§ **DESCRIPTION OF THE TASK**
Word for word, give again the line holding "Target: water" and each line after it to the end of the listing below.

** DATA TO EXAMINE follows **

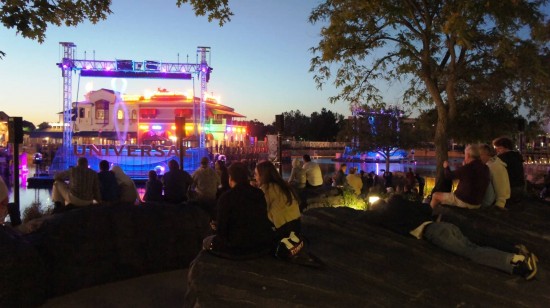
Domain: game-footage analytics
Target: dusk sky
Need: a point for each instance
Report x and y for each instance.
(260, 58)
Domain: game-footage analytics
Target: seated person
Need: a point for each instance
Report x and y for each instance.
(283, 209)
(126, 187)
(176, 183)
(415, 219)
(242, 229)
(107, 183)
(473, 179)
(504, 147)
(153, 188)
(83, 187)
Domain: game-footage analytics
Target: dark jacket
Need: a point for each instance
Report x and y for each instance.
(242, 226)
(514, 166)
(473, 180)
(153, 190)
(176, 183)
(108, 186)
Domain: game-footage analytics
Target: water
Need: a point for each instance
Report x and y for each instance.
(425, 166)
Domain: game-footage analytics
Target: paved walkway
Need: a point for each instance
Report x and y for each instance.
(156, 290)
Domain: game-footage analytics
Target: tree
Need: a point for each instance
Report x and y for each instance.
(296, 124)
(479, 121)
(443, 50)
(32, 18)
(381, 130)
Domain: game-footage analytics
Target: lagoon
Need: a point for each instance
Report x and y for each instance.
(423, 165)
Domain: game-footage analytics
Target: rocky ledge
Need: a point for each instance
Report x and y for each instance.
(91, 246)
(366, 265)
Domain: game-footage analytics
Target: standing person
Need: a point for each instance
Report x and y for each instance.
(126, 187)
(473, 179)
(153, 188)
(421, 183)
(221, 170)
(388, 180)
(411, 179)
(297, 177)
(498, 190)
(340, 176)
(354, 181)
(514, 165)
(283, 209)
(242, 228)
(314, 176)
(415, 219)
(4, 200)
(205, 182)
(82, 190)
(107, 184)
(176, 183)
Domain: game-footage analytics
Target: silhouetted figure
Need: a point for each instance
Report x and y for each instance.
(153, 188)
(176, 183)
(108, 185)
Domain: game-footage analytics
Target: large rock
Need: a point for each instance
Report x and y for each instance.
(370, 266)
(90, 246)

** End of DATA TO EXAMINE **

§ **REPLY**
Target: water
Need: a point for each instance
Report x and y for each instance.
(425, 166)
Domain: game-footage analytics
Target: paved walkway
Need: a point for each instance
Report x and y for each instance.
(156, 290)
Domain: game-footage analytics
Target: tree
Need: a point for each instance
Report x and y for each instance.
(296, 124)
(479, 121)
(443, 50)
(32, 18)
(381, 130)
Domain: game-footage analytics
Target: lagoon
Need: a point for each instance
Report x and y for each instance.
(423, 165)
Domain: game-footage analytics
Target: rocky ledge
Need: a point for each instance
Report x and y for each instance.
(91, 246)
(366, 265)
Domain: game-footage analytics
Target: standing person
Need: a point for each instance
Report x and y for each instance.
(126, 187)
(473, 179)
(153, 188)
(421, 183)
(221, 170)
(388, 180)
(411, 179)
(297, 177)
(498, 190)
(340, 176)
(354, 181)
(514, 165)
(283, 209)
(242, 228)
(314, 176)
(415, 219)
(4, 200)
(205, 182)
(82, 190)
(107, 184)
(176, 183)
Domain: game-footage analytics
Target: silhouetted figure
Need: a point for each instance
Report x and y for each instance.
(153, 188)
(176, 183)
(108, 185)
Domain: game-footage analytics
Target: large rock
Need: a point for each instance
Report x and y for each instance.
(370, 266)
(90, 246)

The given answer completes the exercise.